■ Deine Aufgabe
Schreibe aus dem Text über Corona den Abschnitt von „Corona suspendiert ein“ bis einschließlich „Unbekannten laufend ändern?“ wörtlich ab.

■ Auszug
Corona suspendiert ein gewohntes Weltbild

Nicht nur für den Staat, sondern auch für jeden Einzelnen stellen sich plötzlich grundsätzliche Fragen: Worauf kann man sich eigentlich stützen, wenn man einschätzen will, was verhältnismäßig, was gefährlich, was notwendig oder was überhaupt real ist. Wie verlässlich sind Aussagen der Wissenschaftler, die sich wegen der Neuartigkeit des Virus und auch sonst noch vielen Unbekannten laufend ändern?

Das andere ist, was aus diesen Einsichten für das Leben folgen soll, wie sie in ein Verhältnis zu dessen anderen Elementen zu bringen sind. In ruhigen Zeiten darf man die Konventionen und Gewohnheiten des Lebens ruhig auch mit diesem selbst gleichsetzen und auf seine Pläne, seine Ansichten, d.h. seine Identität bauen. Doch in einer Zeit der unmittelbaren Bedrohung des Lebens ist das so einfach nicht möglich. Man sieht sich gezwungen, gewohnte Schemata zu vergessen, um einzelne Facetten -so unterschiedliche, aber eng zusammenhängende Aspekte wie Gesundheit, Arbeit, Schule, Geld, Sicherheit, Beziehungen zu anderen- in ein neues Verhältnis zueinander zu bringen.

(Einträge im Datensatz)

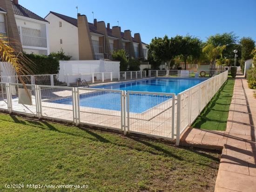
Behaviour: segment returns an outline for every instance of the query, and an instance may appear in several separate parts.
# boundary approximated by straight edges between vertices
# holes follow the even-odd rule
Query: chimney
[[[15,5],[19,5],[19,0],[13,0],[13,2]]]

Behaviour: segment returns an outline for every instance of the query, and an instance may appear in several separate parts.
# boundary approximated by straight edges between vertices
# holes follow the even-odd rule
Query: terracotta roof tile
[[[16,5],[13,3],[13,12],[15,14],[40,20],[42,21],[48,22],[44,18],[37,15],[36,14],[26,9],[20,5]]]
---
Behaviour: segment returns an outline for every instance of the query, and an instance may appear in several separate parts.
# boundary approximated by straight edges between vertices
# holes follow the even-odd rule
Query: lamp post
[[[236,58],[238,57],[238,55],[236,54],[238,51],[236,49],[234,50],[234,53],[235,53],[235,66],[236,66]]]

■ Ergebnis
Corona suspendiert ein gewohntes Weltbild

Nicht nur für den Staat, sondern auch für jeden Einzelnen stellen sich plötzlich grundsätzliche Fragen: Worauf kann man sich eigentlich stützen, wenn man einschätzen will, was verhältnismäßig, was gefährlich, was notwendig oder was überhaupt real ist. Wie verlässlich sind Aussagen der Wissenschaftler, die sich wegen der Neuartigkeit des Virus und auch sonst noch vielen Unbekannten laufend ändern?